# Start of Extracted material

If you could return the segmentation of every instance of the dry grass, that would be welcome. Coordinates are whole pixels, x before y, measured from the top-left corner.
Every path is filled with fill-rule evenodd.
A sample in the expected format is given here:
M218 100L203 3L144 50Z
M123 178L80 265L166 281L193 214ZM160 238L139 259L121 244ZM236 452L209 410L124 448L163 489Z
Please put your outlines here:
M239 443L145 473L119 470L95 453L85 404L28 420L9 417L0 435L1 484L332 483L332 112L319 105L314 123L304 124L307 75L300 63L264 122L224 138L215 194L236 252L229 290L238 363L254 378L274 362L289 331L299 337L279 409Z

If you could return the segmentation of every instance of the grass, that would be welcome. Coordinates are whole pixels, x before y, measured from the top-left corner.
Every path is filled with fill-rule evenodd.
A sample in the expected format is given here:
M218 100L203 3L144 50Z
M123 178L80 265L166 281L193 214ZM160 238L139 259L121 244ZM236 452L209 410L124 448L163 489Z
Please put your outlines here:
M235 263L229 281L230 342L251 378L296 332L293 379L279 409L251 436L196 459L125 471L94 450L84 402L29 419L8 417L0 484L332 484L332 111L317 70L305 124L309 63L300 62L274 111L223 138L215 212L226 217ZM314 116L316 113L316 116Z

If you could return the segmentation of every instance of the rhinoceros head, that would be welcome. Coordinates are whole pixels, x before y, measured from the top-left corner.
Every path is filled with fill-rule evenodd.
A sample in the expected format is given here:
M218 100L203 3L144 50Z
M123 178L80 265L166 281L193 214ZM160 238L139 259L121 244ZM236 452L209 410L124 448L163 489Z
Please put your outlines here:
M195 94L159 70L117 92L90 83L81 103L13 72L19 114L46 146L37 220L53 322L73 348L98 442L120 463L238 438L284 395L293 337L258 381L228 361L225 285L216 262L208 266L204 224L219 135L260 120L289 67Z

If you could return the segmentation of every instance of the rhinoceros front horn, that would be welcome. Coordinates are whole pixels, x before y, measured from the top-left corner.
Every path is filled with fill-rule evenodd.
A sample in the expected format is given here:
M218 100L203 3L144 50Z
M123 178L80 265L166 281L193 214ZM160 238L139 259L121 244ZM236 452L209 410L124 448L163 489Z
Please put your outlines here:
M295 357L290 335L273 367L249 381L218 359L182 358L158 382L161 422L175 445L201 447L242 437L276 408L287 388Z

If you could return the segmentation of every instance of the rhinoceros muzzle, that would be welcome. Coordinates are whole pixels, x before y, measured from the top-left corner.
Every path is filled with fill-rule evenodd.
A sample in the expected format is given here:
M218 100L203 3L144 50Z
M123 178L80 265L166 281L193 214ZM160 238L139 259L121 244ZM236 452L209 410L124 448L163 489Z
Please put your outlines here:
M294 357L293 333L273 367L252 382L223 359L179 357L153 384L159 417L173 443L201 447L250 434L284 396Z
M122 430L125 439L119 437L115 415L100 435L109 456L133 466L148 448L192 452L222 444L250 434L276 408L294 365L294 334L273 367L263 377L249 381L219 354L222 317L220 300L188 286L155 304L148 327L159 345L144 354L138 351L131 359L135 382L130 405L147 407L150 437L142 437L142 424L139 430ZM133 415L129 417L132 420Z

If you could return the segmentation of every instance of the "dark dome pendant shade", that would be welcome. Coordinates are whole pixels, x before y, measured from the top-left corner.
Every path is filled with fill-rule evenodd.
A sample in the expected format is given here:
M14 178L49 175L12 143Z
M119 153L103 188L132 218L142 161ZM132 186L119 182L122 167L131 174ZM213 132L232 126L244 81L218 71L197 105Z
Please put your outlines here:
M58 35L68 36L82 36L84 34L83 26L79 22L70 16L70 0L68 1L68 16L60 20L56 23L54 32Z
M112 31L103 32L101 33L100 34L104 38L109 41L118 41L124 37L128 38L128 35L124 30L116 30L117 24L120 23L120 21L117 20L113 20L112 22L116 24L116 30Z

# End of Extracted material

Reproduce all of the records above line for line, without changing a single character.

**The response**
If you could return the segmentation of every instance of the dry grass, that would be welcome. Coordinates are whole pixels, x before y, measured from the top-left corner.
Every path is filled with fill-rule evenodd.
A sample in the expected format is given here:
M218 100L203 3L144 50Z
M123 178L80 265L166 281L193 214ZM160 238L139 259L121 244ZM236 452L209 410L124 448L163 489Z
Please put your outlines here:
M239 443L145 473L119 470L95 453L85 404L28 420L9 417L0 435L1 484L332 483L332 112L319 105L314 123L304 124L307 75L300 63L264 122L224 138L215 194L236 252L229 290L238 363L254 378L274 362L289 331L299 337L279 409Z

If you could return the segmentation of every instance of the grass, that would be welcome. Coordinates are whole pixels, x before y, measured from the top-left corner.
Every path is filled with fill-rule evenodd.
A sample in the expected format is given here:
M218 100L203 3L144 50Z
M123 178L80 265L166 281L193 214ZM160 238L139 259L121 244ZM236 452L209 410L124 448L163 489Z
Please put your outlines here:
M235 263L229 281L230 342L251 378L296 332L293 379L279 409L251 436L196 459L125 471L94 450L84 402L29 419L8 417L0 484L332 484L332 111L317 70L305 124L309 63L300 62L274 111L223 138L215 212L226 217ZM314 116L316 113L316 116Z

If you could return the segmentation of every instance of the rhinoceros head, that would be welcome. Coordinates are whole pixels, x before y, measured from the top-left corner.
Every path is filled with fill-rule evenodd.
A sample in the expected format is given here:
M218 100L203 3L144 50Z
M123 178L80 265L166 281L193 214ZM160 238L139 259L121 244ZM236 452L209 410L124 448L163 489Z
Please put your outlines here:
M195 94L159 70L117 92L90 83L81 103L13 72L19 114L46 146L37 220L53 322L73 348L98 442L120 463L238 438L284 395L293 337L258 381L228 361L225 285L216 262L208 266L204 224L219 135L260 120L289 67Z

If you could return the segmentation of every instance of the rhinoceros front horn, that would be welcome. Coordinates are whole pixels, x before y, measured from the top-left corner.
Every path is filled with fill-rule evenodd.
A sample in the expected format is given here:
M218 100L203 3L144 50Z
M123 178L80 265L166 281L193 214ZM160 238L139 259L121 244ZM236 452L209 410L124 448L163 489Z
Please put your outlines here:
M295 357L290 335L273 367L249 381L218 359L182 358L158 382L161 422L175 445L201 447L242 437L276 408L287 388Z

If you could return the segmentation of every instance of the rhinoceros muzzle, that would be welcome. Coordinates are whole pixels, x before y, measured from the top-left corner.
Every path is filled with fill-rule evenodd.
A sample in the expected format is given here:
M218 100L203 3L144 50Z
M123 178L80 265L166 281L193 214ZM160 238L139 259L121 244ZM236 452L209 410L124 448L163 489Z
Please put your outlines here:
M294 357L293 333L273 367L252 382L223 359L179 357L153 384L159 417L173 443L201 447L250 434L284 396Z
M122 430L125 439L119 437L115 415L100 435L109 456L133 466L148 448L192 452L222 444L250 434L276 408L294 365L294 334L273 367L263 377L249 381L219 354L222 317L220 300L188 286L155 304L148 327L159 345L144 354L138 351L131 359L135 382L130 405L147 407L150 437L142 437L142 424L139 430ZM133 415L129 417L132 420Z

If you could return the segmentation of every instance of the "dark dome pendant shade", that would be welcome. Coordinates are whole pixels, x before y, measured from the top-left corner.
Every path is filled with fill-rule evenodd.
A sample in the expected format is given here:
M14 178L49 175L12 143Z
M119 153L103 188L132 218L142 161ZM132 186L119 182L122 167L131 174ZM213 132L232 126L244 81L218 71L197 105Z
Please put your outlines here:
M58 35L68 36L82 36L84 34L83 26L79 22L70 16L70 0L68 1L68 16L60 20L56 23L54 32Z
M112 31L103 32L101 33L100 34L104 38L109 41L118 41L124 37L128 38L128 35L124 30L116 30L117 24L120 23L120 21L117 20L113 20L112 22L116 24L116 30Z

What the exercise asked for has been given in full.